▸ What to do
Substitute "central point" for every "innermost point" in the data below, leaving everything else as it is.
★ ★ ★
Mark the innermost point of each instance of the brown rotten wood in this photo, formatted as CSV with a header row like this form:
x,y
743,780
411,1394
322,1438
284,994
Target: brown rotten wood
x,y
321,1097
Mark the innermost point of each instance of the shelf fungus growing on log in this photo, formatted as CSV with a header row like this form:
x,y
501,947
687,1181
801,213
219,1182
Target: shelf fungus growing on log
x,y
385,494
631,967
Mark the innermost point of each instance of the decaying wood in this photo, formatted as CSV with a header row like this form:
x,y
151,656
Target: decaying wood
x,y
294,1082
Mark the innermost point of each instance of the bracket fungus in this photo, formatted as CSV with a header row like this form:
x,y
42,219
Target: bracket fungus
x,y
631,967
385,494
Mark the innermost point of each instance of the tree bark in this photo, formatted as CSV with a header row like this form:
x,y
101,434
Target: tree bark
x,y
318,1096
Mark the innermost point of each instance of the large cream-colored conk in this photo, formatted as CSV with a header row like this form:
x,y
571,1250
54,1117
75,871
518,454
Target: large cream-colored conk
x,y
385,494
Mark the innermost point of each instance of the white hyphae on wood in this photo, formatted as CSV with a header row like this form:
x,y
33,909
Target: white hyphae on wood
★ ★ ★
▸ Result of this task
Mark the central point of each instance of the brown rotten wood in this photo, formatted as CSV with a header row like this form:
x,y
743,780
411,1394
322,1438
284,994
Target: brown rotten wood
x,y
321,1097
Mark the central point of each instance of the shelf fungus growing on log in this photo, formatted as CSV with a header row like this form:
x,y
501,947
687,1181
801,213
219,1182
Target: shelf fungus growing on log
x,y
385,494
631,967
Mark the central point of each instance of the decaying wood in this photo, formatted as CSV with a header row like this form:
x,y
151,656
Target: decaying wood
x,y
294,1082
Mark the central point of each instance of the bracket fungus in this photo, formatted as CSV with a header row like this form:
x,y
42,219
Target: bracket fungus
x,y
631,967
385,494
Mark the central point of each instance of the tree bark in this photo, formatted as CSV with a header row like this form:
x,y
101,434
Target: tree bark
x,y
318,1096
Mark the central point of each instance of the large cream-colored conk in this photo, formatted as CSV with a header row like this form:
x,y
571,1250
54,1117
75,871
518,454
Target: large cream-colored conk
x,y
385,494
Mark the central point of each instance of the white hyphae on wood in this photo, formatted as CSV with a header row like this form:
x,y
33,909
Target: white hyphae on wood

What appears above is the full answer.